Excerpted records section start

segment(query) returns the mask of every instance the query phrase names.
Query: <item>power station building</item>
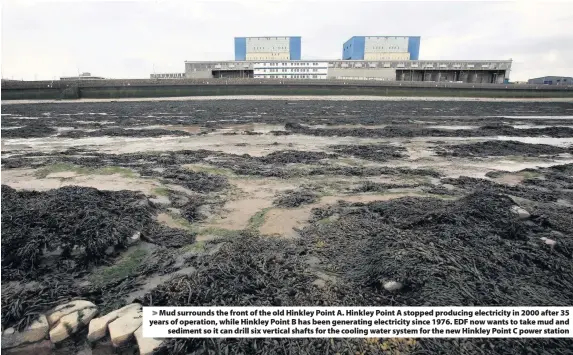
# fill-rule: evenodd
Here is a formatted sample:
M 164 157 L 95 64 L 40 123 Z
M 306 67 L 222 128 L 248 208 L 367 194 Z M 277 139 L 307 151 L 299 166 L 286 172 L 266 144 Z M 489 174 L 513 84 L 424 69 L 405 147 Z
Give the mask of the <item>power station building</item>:
M 300 37 L 235 37 L 235 60 L 300 60 Z
M 495 83 L 511 60 L 419 60 L 420 37 L 354 36 L 342 60 L 301 60 L 300 37 L 236 37 L 234 61 L 186 61 L 188 79 L 333 79 Z M 154 78 L 180 77 L 155 74 Z
M 510 70 L 511 60 L 185 62 L 185 77 L 190 79 L 341 79 L 502 84 L 509 79 Z
M 354 36 L 342 45 L 344 60 L 418 60 L 420 37 Z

Excerpted records section end

**What to work on**
Provide the lines again, unchanged, from where the data above begins through the line containing "M 164 157 L 95 64 L 40 123 Z", both ends included, omitting pictures and adding nothing.

**Solution to the exercise**
segment(query) returns the mask of every instance the query phrase names.
Query: <item>power station building</item>
# fill-rule: evenodd
Here is a formatted sample:
M 164 157 L 95 64 L 40 123 Z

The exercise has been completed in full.